### To do
According to the article on NASA's new solar missions, on what date did NASA launch its two new missions to study the Sun's influence on the solar system?

### Document section

····················

2 newly launched NASA missions will help scientists understand the influence of the Sun, both from up close and afar
Ryan French, University of Colorado Boulder Even at a distance of 93 million miles (150 million kilometers) away, activity on the Sun can have adverse effects on technological systems on Earth. Solar flares – intense bursts of energy in the Sun’s atmosphere – and coronal mass ejections – eruptions of plasma from the Sun – can affect the communications, satellite navigation and power grid systems that keep society functioning. On Sept. 24, 2025, NASA launched two new missions to study the influence of the Sun on the solar system, with further missions scheduled for 2026 and beyond. I’m an astrophysicist who researches the Sun, which makes me a solar physicist. Solar physics is part of the wider field of heliophysics, which is the study of the Sun and its influence throughout the solar system. The field investigates the conditions at a wide range of locations on and around the Sun, ranging from its interior, surface and atmosphere, and the constant stream of particles flowing from the Sun – called the the solar wind. It also investigates the interaction between the solar wind and the atmospheres and magnetic fields of planets.

····················

### Data under study
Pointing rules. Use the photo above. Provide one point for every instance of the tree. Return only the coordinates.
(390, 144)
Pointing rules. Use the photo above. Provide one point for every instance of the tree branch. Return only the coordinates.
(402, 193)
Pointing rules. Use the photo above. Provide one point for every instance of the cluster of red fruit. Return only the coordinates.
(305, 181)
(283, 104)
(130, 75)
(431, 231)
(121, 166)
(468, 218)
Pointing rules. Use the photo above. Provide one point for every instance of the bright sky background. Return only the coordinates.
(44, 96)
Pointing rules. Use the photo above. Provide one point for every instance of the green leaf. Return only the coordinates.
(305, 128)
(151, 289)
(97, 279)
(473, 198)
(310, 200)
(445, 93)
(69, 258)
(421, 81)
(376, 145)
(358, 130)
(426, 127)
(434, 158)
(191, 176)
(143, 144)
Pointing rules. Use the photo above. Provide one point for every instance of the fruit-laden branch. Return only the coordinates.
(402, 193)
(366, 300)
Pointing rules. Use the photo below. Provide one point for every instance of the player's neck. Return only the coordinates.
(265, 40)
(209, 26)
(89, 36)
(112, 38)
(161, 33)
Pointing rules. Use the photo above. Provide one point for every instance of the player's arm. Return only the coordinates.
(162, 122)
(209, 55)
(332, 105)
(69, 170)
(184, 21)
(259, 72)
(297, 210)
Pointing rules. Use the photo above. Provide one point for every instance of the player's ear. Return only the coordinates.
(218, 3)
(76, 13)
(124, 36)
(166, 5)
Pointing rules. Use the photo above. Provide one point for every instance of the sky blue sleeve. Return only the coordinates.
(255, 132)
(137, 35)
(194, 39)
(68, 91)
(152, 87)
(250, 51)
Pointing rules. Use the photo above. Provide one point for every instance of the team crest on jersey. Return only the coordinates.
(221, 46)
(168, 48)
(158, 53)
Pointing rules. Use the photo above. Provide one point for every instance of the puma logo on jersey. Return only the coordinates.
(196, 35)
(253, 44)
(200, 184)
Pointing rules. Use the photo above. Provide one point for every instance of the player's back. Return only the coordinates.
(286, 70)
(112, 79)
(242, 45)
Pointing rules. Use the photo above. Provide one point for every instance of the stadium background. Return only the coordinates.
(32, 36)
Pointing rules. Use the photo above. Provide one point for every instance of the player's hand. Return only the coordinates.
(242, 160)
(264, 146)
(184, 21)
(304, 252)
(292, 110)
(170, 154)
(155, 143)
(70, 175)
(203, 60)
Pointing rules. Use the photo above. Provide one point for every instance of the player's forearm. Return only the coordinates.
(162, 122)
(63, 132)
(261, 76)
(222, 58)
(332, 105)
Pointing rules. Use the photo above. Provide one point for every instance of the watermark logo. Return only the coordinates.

····················

### Answer box
Sept. 24, 2025